--- What to produce ---
All the records that follow need to be reproduced exactly. Omit the images.

▬▬▬▬▬▬

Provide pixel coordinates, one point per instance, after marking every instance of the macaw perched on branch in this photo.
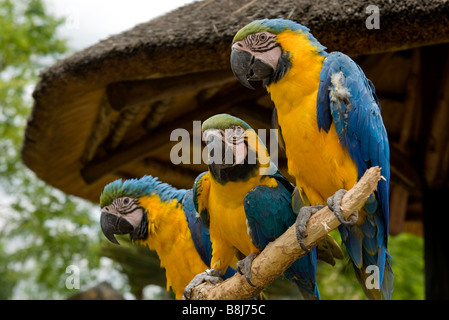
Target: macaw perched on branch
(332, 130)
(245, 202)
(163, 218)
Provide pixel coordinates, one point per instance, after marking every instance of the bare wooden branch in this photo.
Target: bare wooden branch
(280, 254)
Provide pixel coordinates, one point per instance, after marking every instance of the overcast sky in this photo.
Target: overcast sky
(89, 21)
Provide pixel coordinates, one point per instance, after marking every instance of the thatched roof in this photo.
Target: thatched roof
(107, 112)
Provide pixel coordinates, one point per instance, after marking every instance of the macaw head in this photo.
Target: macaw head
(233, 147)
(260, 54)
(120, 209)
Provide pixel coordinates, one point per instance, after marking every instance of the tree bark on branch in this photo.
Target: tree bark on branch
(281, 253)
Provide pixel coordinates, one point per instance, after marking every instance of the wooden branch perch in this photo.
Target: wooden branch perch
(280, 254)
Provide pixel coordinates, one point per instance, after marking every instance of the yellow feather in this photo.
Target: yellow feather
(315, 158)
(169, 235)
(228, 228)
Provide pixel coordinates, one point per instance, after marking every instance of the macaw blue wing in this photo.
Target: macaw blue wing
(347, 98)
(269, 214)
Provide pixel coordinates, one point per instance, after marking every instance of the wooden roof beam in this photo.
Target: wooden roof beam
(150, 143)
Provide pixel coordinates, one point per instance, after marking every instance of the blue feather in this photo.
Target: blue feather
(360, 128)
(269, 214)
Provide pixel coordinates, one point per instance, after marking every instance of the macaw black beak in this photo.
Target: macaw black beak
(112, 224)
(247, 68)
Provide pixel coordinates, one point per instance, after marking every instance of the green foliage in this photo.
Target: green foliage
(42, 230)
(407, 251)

▬▬▬▬▬▬

--- Solved problem ---
Provide pixel coordinates, one point per instance, after marking every instance of the macaw perched on branch in this photo.
Target: macaw perched on branch
(332, 130)
(245, 202)
(163, 218)
Provide pixel coordinates, one point per instance, after marking every instance of the bare wooden branch in this photo.
Target: bare wooden branch
(280, 254)
Provide pixel coordinates, one point per instance, after marking every instance of the overcast sky in this photo.
Target: overcast sky
(89, 21)
Provide pixel coordinates, one point per instance, after marking every instance of the thatched roof in this photo.
Target: thatched roof
(107, 112)
Provide pixel coordinates, one point per instance, after marking every instance of the macaw head in this photo.
Target: macaw head
(233, 147)
(260, 54)
(120, 209)
Provide pixel coordinates, one point per instance, after marking every instance of the tree bark on branch in this photo.
Target: tree bark on branch
(281, 253)
Provide pixel coordinates, one point per instance, after marking every instance of the wooden branch perch in this photo.
Target: wooden branch perch
(280, 254)
Provide pixel coordinates, one point per instance, after marking every instance of the yellow feather in this photo.
Target: yellow feather
(315, 158)
(169, 235)
(228, 228)
Provide pixel coordinates, one point per instance, after marking every instance of the macaw blue wing in this photo.
Target: macaw blue wing
(347, 98)
(269, 214)
Provide pixel coordinates, one point per instance, after marking every instance of the wooden roof beam in this photo.
Target: wooden roof beam
(150, 143)
Provide pixel coordinates, one point per instance, after marking every instance of the blue feather in this photo.
Target: blue feather
(360, 128)
(269, 214)
Provide pixel coordinates, one point per instance, after marking every instance of the macaw black beak in this photo.
Target: macaw black beak
(112, 224)
(247, 68)
Provide pixel coordinates, one point per instance, after marking every instance of the green foliage in this photo.
Target: green foliage
(42, 230)
(407, 251)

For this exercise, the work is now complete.